_EXERCISE DETAILS_
Select every line of the records below that contains the word "negative", and copy each one in full.

Stored records:
· · ·

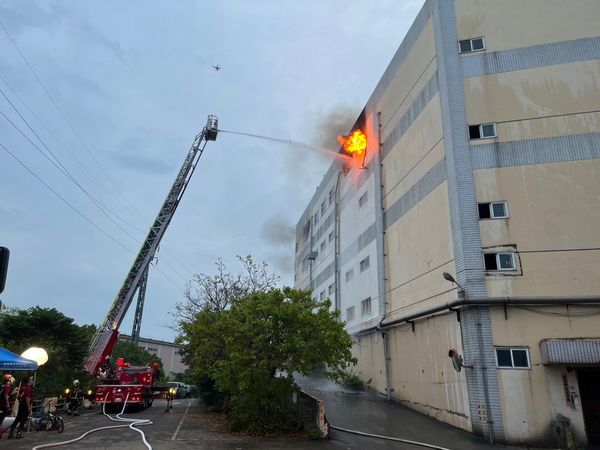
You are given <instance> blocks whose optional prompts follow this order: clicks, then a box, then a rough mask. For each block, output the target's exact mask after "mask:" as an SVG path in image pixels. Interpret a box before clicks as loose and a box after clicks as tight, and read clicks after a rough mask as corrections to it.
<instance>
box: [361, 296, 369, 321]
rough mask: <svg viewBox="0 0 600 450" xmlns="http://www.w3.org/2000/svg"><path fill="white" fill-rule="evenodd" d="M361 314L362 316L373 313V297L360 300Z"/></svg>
mask: <svg viewBox="0 0 600 450" xmlns="http://www.w3.org/2000/svg"><path fill="white" fill-rule="evenodd" d="M360 315H361V317H364V316H370V315H371V297H369V298H366V299H364V300H363V301H362V302H360Z"/></svg>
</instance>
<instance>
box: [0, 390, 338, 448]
mask: <svg viewBox="0 0 600 450" xmlns="http://www.w3.org/2000/svg"><path fill="white" fill-rule="evenodd" d="M164 409H165V402H164V401H163V400H156V401H155V402H154V405H153V406H152V407H151V408H149V409H147V410H145V411H141V412H135V413H131V414H125V417H135V418H148V419H150V420H152V422H153V425H149V426H145V427H140V428H141V429H142V430H143V431H144V432H145V434H146V438H147V440H148V441H149V443H150V445H152V447H153V448H154V449H156V450H159V449H169V450H170V449H177V450H180V449H216V450H221V449H231V450H253V449H265V450H279V449H282V450H283V449H286V450H288V449H309V450H311V449H315V450H316V449H319V450H329V449H332V450H341V449H342V448H346V447H345V446H343V445H342V446H340V445H338V443H334V442H332V441H311V440H309V439H307V438H305V437H300V436H299V437H254V436H244V435H239V434H231V433H228V432H226V431H224V427H223V423H222V416H221V415H220V414H217V413H210V412H205V411H203V409H202V408H201V407H200V406H199V404H198V401H197V400H188V399H185V400H176V401H175V402H174V407H173V409H172V410H171V412H168V413H166V412H164ZM114 424H115V423H113V422H111V421H110V420H109V419H108V418H106V417H105V416H103V415H101V414H98V413H97V411H93V412H91V413H87V414H83V415H81V416H79V417H65V431H64V433H62V434H58V433H57V432H50V431H45V432H37V433H36V432H29V433H24V438H23V439H18V440H16V439H15V440H7V439H6V435H5V437H4V438H3V439H2V440H1V441H0V450H3V449H18V450H21V449H22V450H24V449H29V450H30V449H31V448H32V447H33V446H35V445H38V444H42V443H50V442H59V441H65V440H69V439H73V438H75V437H78V436H80V435H81V434H83V433H85V432H86V431H88V430H90V429H92V428H96V427H103V426H107V425H114ZM61 448H67V449H117V448H118V449H121V450H124V449H127V450H129V449H131V450H138V449H139V450H145V449H146V447H145V446H144V445H143V443H142V440H141V437H140V435H139V434H138V433H136V432H135V431H132V430H130V429H128V428H124V429H117V430H105V431H100V432H98V433H94V434H91V435H89V436H88V437H86V438H84V440H82V441H79V442H77V443H75V444H72V445H70V446H68V447H61Z"/></svg>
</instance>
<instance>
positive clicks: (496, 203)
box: [491, 202, 508, 219]
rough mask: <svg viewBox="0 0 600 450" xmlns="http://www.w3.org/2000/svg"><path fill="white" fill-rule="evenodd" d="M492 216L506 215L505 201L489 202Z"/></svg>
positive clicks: (495, 217)
mask: <svg viewBox="0 0 600 450" xmlns="http://www.w3.org/2000/svg"><path fill="white" fill-rule="evenodd" d="M491 208H492V217H493V218H494V219H501V218H505V217H508V211H507V210H506V209H507V208H506V202H497V203H492V204H491Z"/></svg>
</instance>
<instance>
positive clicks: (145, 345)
mask: <svg viewBox="0 0 600 450" xmlns="http://www.w3.org/2000/svg"><path fill="white" fill-rule="evenodd" d="M119 340H121V341H131V340H132V339H131V336H130V335H127V334H120V335H119ZM137 346H138V347H139V348H141V349H143V350H146V351H148V352H150V353H154V354H155V355H156V356H158V357H159V358H160V360H161V361H162V363H163V370H164V371H165V375H171V376H172V375H176V374H182V373H184V372H185V370H186V369H187V366H186V365H185V364H184V362H183V361H182V360H181V356H182V355H181V351H182V349H183V347H182V346H181V345H177V344H174V343H173V342H167V341H160V340H158V339H148V338H143V337H140V338H139V339H138V342H137Z"/></svg>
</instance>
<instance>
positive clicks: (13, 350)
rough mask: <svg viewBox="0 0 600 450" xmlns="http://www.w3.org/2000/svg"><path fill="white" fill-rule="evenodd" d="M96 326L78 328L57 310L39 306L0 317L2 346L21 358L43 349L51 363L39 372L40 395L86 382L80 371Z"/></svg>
mask: <svg viewBox="0 0 600 450" xmlns="http://www.w3.org/2000/svg"><path fill="white" fill-rule="evenodd" d="M94 331H95V327H94V326H93V325H84V326H79V325H77V324H75V323H74V322H73V319H71V318H70V317H67V316H65V315H64V314H62V313H61V312H59V311H57V310H56V309H54V308H41V307H39V306H36V307H32V308H29V309H27V310H19V309H17V310H12V311H11V312H10V313H9V314H7V313H4V312H3V313H2V314H0V345H1V346H3V347H5V348H7V349H8V350H10V351H13V352H15V353H18V354H21V353H22V352H23V351H25V350H26V349H27V348H29V347H41V348H43V349H44V350H46V352H47V353H48V362H47V363H46V364H44V365H43V366H41V367H40V368H39V369H38V373H37V377H36V378H37V380H36V383H37V386H36V387H37V391H38V392H41V393H53V394H54V393H58V392H62V390H63V389H64V388H65V387H66V386H70V385H71V383H72V382H73V380H74V379H80V380H82V382H83V384H86V381H88V380H86V379H83V376H82V373H81V368H82V365H83V360H84V358H85V356H86V354H87V350H88V347H89V344H90V340H91V337H92V335H93V333H94Z"/></svg>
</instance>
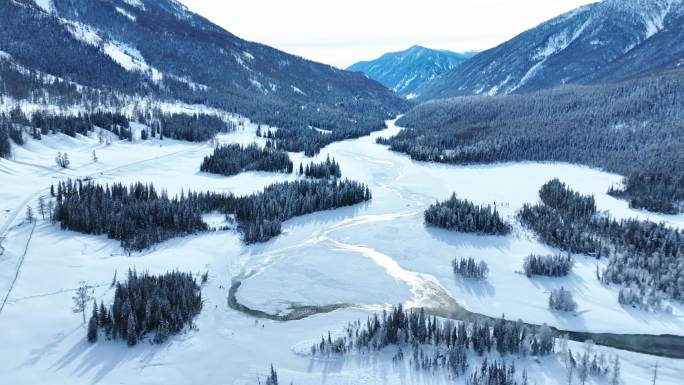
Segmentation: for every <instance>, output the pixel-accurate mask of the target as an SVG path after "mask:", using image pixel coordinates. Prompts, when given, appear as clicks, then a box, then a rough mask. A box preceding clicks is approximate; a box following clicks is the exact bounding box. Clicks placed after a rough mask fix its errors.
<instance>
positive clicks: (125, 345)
mask: <svg viewBox="0 0 684 385" xmlns="http://www.w3.org/2000/svg"><path fill="white" fill-rule="evenodd" d="M171 344H172V342H171V341H168V342H166V343H164V344H163V345H155V344H151V343H149V342H148V341H147V340H145V341H141V342H139V343H138V344H137V345H136V346H134V347H129V346H127V345H126V342H125V341H122V340H106V339H104V338H103V337H102V336H100V339H99V340H98V342H96V343H94V344H91V343H89V342H87V341H86V339H85V337H83V338H81V339H80V340H78V341H77V342H76V343H75V344H74V345H73V346H72V347H71V348H70V349H69V350H68V351H67V352H66V353H65V354H64V355H62V357H60V358H59V359H58V360H57V361H55V363H53V364H52V365H51V366H50V369H53V370H55V371H60V370H63V369H66V368H67V367H70V366H72V365H75V366H74V368H73V369H72V371H71V374H72V375H75V376H78V377H83V376H85V375H88V374H90V373H93V372H94V374H93V377H92V379H91V381H90V383H91V384H97V383H99V382H101V381H102V380H103V379H104V378H105V377H106V376H107V375H108V374H109V373H110V372H111V371H112V370H114V369H115V368H116V367H118V366H119V365H121V364H123V363H125V362H130V361H136V362H137V363H139V364H140V365H139V366H140V369H141V370H142V369H144V368H145V367H146V366H148V364H149V363H150V362H151V361H152V360H153V359H154V357H155V356H156V355H157V353H158V352H159V351H160V350H161V349H162V348H163V349H167V348H168V346H170V345H171Z"/></svg>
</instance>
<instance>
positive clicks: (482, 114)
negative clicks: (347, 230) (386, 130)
mask: <svg viewBox="0 0 684 385" xmlns="http://www.w3.org/2000/svg"><path fill="white" fill-rule="evenodd" d="M682 121H684V70H676V71H671V72H667V73H664V74H661V75H656V76H650V77H644V78H638V79H634V80H630V81H625V82H621V83H616V84H609V85H604V86H565V87H560V88H557V89H553V90H548V91H540V92H536V93H531V94H525V95H508V96H500V97H461V98H454V99H448V100H442V101H433V102H428V103H425V104H423V105H421V106H419V107H417V108H415V109H414V110H412V111H411V112H410V113H408V114H407V115H405V116H404V117H403V118H401V119H400V120H399V122H398V124H400V125H402V126H404V127H408V128H407V129H405V130H403V131H401V132H400V133H399V134H398V135H396V136H395V137H393V138H389V139H381V140H380V143H384V144H388V145H390V148H391V149H392V150H394V151H400V152H404V153H407V154H409V155H411V157H412V158H413V159H416V160H423V161H431V162H442V163H457V164H476V163H493V162H508V161H559V162H570V163H579V164H585V165H588V166H592V167H598V168H602V169H604V170H607V171H611V172H615V173H618V174H621V175H624V176H626V178H625V186H624V189H618V190H616V191H614V194H616V195H619V196H623V197H625V198H626V199H629V200H630V203H631V205H632V206H633V207H638V208H646V209H649V210H653V211H660V212H666V213H675V212H678V211H679V210H681V202H682V201H683V200H684V130H682V126H681V124H682V123H681V122H682Z"/></svg>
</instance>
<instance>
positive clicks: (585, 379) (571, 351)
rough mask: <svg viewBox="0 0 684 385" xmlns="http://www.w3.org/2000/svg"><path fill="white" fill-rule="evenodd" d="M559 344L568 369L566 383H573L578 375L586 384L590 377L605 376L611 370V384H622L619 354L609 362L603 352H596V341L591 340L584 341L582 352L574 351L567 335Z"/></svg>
mask: <svg viewBox="0 0 684 385" xmlns="http://www.w3.org/2000/svg"><path fill="white" fill-rule="evenodd" d="M559 345H560V347H559V351H560V356H561V359H562V361H563V364H564V366H565V369H566V370H567V372H566V373H567V374H566V378H565V380H566V383H568V384H572V383H573V379H574V377H575V376H577V378H578V379H579V380H580V382H581V383H582V384H585V383H587V381H588V380H589V377H605V376H606V375H607V374H608V373H609V372H610V373H611V378H610V384H611V385H619V384H620V358H619V357H618V356H617V355H615V356H613V358H612V359H611V360H610V362H609V361H608V360H607V359H606V356H605V354H604V353H603V352H599V353H597V352H594V342H593V341H591V340H588V341H585V342H584V349H583V351H582V352H579V353H573V352H572V349H570V348H569V346H568V336H567V335H565V336H563V338H560V342H559Z"/></svg>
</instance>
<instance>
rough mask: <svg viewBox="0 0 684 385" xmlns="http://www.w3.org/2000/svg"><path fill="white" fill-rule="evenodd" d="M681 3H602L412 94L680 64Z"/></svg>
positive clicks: (618, 2)
mask: <svg viewBox="0 0 684 385" xmlns="http://www.w3.org/2000/svg"><path fill="white" fill-rule="evenodd" d="M682 41H684V1H682V0H606V1H603V2H600V3H595V4H591V5H587V6H584V7H581V8H578V9H576V10H574V11H571V12H568V13H566V14H564V15H561V16H558V17H556V18H554V19H552V20H549V21H547V22H545V23H543V24H541V25H539V26H538V27H536V28H533V29H531V30H528V31H525V32H523V33H521V34H520V35H518V36H516V37H515V38H513V39H511V40H510V41H507V42H505V43H503V44H501V45H499V46H498V47H495V48H492V49H490V50H487V51H484V52H482V53H480V54H479V55H477V56H475V57H473V58H472V59H470V60H468V61H467V62H466V63H463V65H460V66H458V67H456V68H455V69H453V70H451V71H449V72H447V73H445V74H443V75H442V76H439V77H438V78H435V79H434V80H432V81H430V82H427V83H425V84H423V85H421V86H420V87H418V89H417V90H416V94H418V98H419V99H420V100H428V99H436V98H445V97H451V96H460V95H480V94H486V95H501V94H510V93H523V92H529V91H535V90H540V89H544V88H550V87H554V86H558V85H562V84H568V83H579V84H592V83H602V82H610V81H615V80H620V79H625V78H628V77H633V76H639V75H643V74H646V73H649V72H653V71H658V70H665V69H672V68H677V67H679V66H681V65H682V64H684V45H683V44H681V42H682Z"/></svg>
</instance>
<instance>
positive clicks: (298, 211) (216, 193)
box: [50, 179, 371, 251]
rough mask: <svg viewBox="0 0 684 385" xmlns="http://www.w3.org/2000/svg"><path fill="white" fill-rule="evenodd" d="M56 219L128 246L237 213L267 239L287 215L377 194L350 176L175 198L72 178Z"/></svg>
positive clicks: (306, 210) (65, 184) (149, 239)
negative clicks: (216, 217)
mask: <svg viewBox="0 0 684 385" xmlns="http://www.w3.org/2000/svg"><path fill="white" fill-rule="evenodd" d="M50 191H51V194H52V196H53V197H55V199H56V202H57V203H56V206H55V210H54V220H56V221H59V222H60V223H61V226H62V228H63V229H68V230H73V231H78V232H81V233H85V234H106V235H107V236H108V237H109V238H111V239H117V240H119V241H120V242H121V246H122V247H123V248H124V250H128V251H140V250H144V249H146V248H149V247H150V246H152V245H154V244H156V243H159V242H163V241H165V240H168V239H170V238H173V237H179V236H186V235H190V234H194V233H197V232H201V231H207V230H208V226H207V225H206V223H204V221H203V220H202V214H203V213H206V212H210V211H214V210H217V211H220V212H222V213H224V214H225V215H235V217H236V219H237V221H238V230H239V231H240V232H241V233H242V235H243V240H244V241H245V242H246V243H255V242H264V241H267V240H268V239H270V238H272V237H274V236H277V235H279V234H280V232H281V224H282V222H283V221H285V220H287V219H290V218H293V217H295V216H299V215H304V214H309V213H313V212H316V211H322V210H329V209H333V208H338V207H343V206H350V205H354V204H357V203H360V202H363V201H367V200H370V199H371V192H370V189H369V188H368V186H366V185H364V184H361V183H358V182H355V181H349V180H331V181H328V180H301V181H295V182H284V183H276V184H272V185H270V186H268V187H266V188H265V189H264V190H263V191H261V192H259V193H255V194H250V195H247V196H242V197H236V196H235V195H233V194H219V193H212V192H205V193H198V192H188V193H187V194H186V193H182V194H181V196H180V197H174V198H170V197H169V196H168V195H167V193H166V192H165V191H162V192H158V191H157V189H156V188H155V187H154V186H153V185H152V184H147V185H146V184H142V183H140V182H138V183H135V184H133V185H131V186H130V187H126V186H124V185H123V184H120V183H115V184H112V185H105V186H101V185H97V184H95V183H94V182H93V181H83V180H76V181H73V180H71V179H69V180H66V181H62V182H59V183H57V187H56V188H55V187H54V185H53V186H51V189H50Z"/></svg>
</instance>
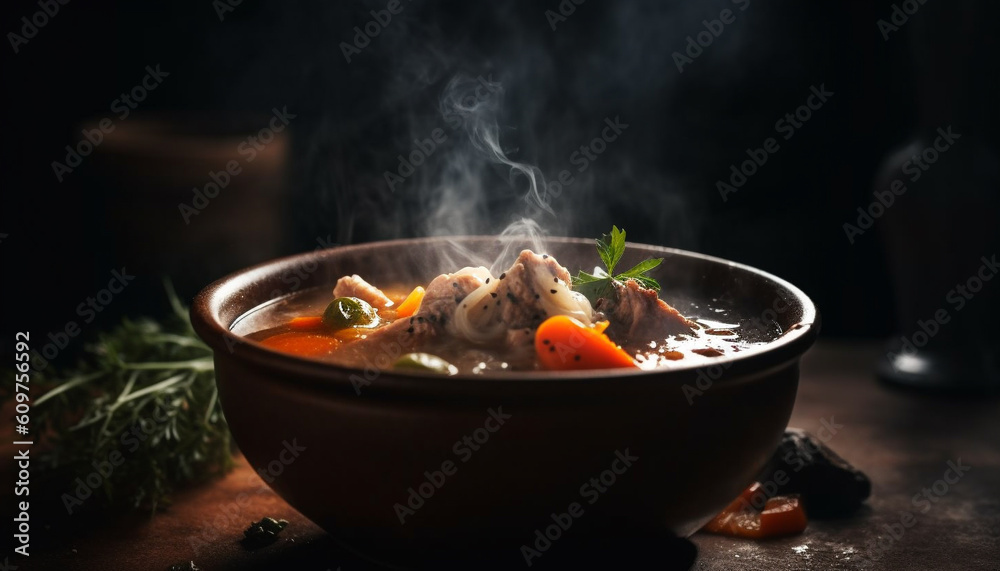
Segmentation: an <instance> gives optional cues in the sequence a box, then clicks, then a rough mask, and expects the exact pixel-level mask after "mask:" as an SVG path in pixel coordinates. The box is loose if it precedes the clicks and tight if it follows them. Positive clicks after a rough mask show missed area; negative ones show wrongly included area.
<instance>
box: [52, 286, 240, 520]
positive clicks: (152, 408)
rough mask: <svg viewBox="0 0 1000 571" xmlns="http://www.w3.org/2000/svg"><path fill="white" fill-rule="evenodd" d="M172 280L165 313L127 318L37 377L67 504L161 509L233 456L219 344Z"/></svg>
mask: <svg viewBox="0 0 1000 571" xmlns="http://www.w3.org/2000/svg"><path fill="white" fill-rule="evenodd" d="M166 287H167V295H168V297H169V299H170V304H171V307H172V308H173V312H172V314H171V315H169V316H168V317H167V318H165V319H163V320H161V321H154V320H151V319H138V320H128V319H126V320H123V321H122V322H121V323H120V324H119V325H118V326H116V327H115V328H114V329H112V330H110V331H108V332H105V333H103V334H101V335H100V337H99V340H98V342H97V343H95V344H93V345H89V346H87V347H86V349H85V354H84V355H83V356H82V357H81V359H80V361H79V362H78V363H76V364H75V365H74V366H72V367H66V368H61V369H59V370H58V371H57V372H56V373H50V371H49V370H46V371H44V372H42V371H38V372H35V373H34V376H33V377H32V384H35V383H37V384H38V387H39V388H44V389H48V392H46V393H45V394H44V395H42V396H40V397H39V398H38V400H37V401H35V403H34V404H33V406H34V407H37V408H35V409H34V410H33V412H34V411H37V416H36V418H33V419H32V420H33V421H34V420H36V419H37V421H38V423H39V424H38V426H37V428H36V434H37V435H38V438H39V439H40V440H43V441H44V443H45V449H46V450H47V452H46V453H45V454H44V455H43V456H42V460H41V463H40V467H41V468H42V469H43V472H42V474H41V475H42V476H43V477H44V478H43V479H44V480H46V481H47V482H48V483H49V484H51V485H52V487H53V488H54V492H55V493H54V494H53V499H56V498H58V499H59V500H61V503H62V504H63V505H64V507H65V508H66V510H67V511H68V512H69V513H70V514H74V513H77V512H78V511H86V510H89V509H92V508H104V507H109V506H122V507H128V508H140V509H149V510H156V508H157V507H158V506H162V505H164V504H165V503H168V501H169V499H170V496H171V494H172V492H174V491H175V490H176V489H178V488H180V487H182V486H184V485H186V484H191V483H195V482H199V481H203V480H205V479H207V478H209V477H211V476H214V475H218V474H222V473H224V472H226V471H228V470H229V469H230V468H231V467H232V465H233V460H232V454H233V446H232V444H231V442H230V435H229V428H228V426H227V424H226V420H225V418H223V415H222V408H221V407H220V405H219V399H218V393H217V390H216V386H215V371H214V366H213V361H212V350H211V349H210V348H209V347H208V345H206V344H205V343H204V342H203V341H202V340H201V339H199V338H198V336H197V335H195V333H194V330H193V329H192V328H191V323H190V321H189V319H188V312H187V309H186V308H185V307H183V306H182V305H181V303H180V301H179V300H178V299H177V297H176V295H174V293H173V290H172V288H171V287H170V286H169V284H168V285H167V286H166ZM50 367H52V366H50ZM81 481H82V482H83V484H81V483H80V482H81Z"/></svg>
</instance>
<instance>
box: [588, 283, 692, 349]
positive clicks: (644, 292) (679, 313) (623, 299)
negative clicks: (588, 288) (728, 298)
mask: <svg viewBox="0 0 1000 571" xmlns="http://www.w3.org/2000/svg"><path fill="white" fill-rule="evenodd" d="M611 283H612V287H613V290H612V293H611V295H609V296H608V297H606V298H601V299H600V300H598V303H597V304H596V306H595V309H597V310H599V311H601V312H603V313H604V314H605V316H607V319H608V321H610V322H611V325H609V326H608V329H607V334H608V336H609V337H611V339H614V340H615V341H617V342H618V343H623V344H624V343H628V342H630V341H635V340H639V341H647V340H649V339H657V338H662V337H666V336H668V335H677V334H679V333H691V332H692V329H694V328H696V327H697V325H696V324H695V323H694V322H693V321H690V320H688V319H687V318H686V317H684V316H683V315H681V314H680V312H678V311H677V310H676V309H674V308H672V307H670V306H669V305H667V302H665V301H663V300H662V299H660V298H659V297H657V294H656V292H655V291H653V290H651V289H646V288H644V287H641V286H640V285H639V284H638V283H637V282H636V281H635V280H628V281H626V282H620V281H617V280H613V281H612V282H611Z"/></svg>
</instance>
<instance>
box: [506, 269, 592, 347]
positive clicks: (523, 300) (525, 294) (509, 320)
mask: <svg viewBox="0 0 1000 571" xmlns="http://www.w3.org/2000/svg"><path fill="white" fill-rule="evenodd" d="M569 283H570V275H569V272H568V271H567V270H566V268H564V267H562V266H560V265H559V263H558V262H556V261H555V259H554V258H551V257H549V256H540V255H538V254H536V253H534V252H532V251H531V250H524V251H523V252H521V254H520V255H519V256H518V257H517V260H515V261H514V263H513V264H512V265H511V266H510V268H509V269H508V270H507V271H506V272H504V273H503V274H500V278H499V279H498V284H497V289H496V294H497V296H496V299H497V300H498V301H499V306H500V313H499V315H498V318H499V320H500V321H501V322H502V323H503V324H504V325H506V326H507V328H509V329H521V328H524V327H531V328H535V327H538V325H539V324H540V323H541V322H542V321H544V320H545V319H546V318H547V317H548V316H549V311H550V310H551V309H553V308H552V307H551V305H552V304H550V303H548V302H549V301H550V299H552V298H555V297H556V296H559V295H564V296H565V295H568V294H569V289H568V288H569ZM586 318H587V320H588V321H589V319H590V316H589V315H588V316H586Z"/></svg>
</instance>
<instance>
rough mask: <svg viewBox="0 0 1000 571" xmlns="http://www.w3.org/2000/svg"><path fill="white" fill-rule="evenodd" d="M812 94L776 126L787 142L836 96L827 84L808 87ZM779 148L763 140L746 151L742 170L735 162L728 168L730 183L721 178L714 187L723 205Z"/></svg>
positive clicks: (741, 163)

· · ·

_RESPONSE TO THIS TASK_
negative clicks: (347, 230) (386, 130)
negative clicks: (216, 217)
Segmentation: an <instance> gives optional cues in the sequence a box, then clicks, then a rough mask, and expects the exact pixel-level mask after "mask:" as an SVG path in pixel coordinates. The box is loose if it precedes the clicks and tight if it follows them. Positive clicks after a rough mask show missed area; negative ones show wrongly included area.
negative clicks: (588, 288) (728, 298)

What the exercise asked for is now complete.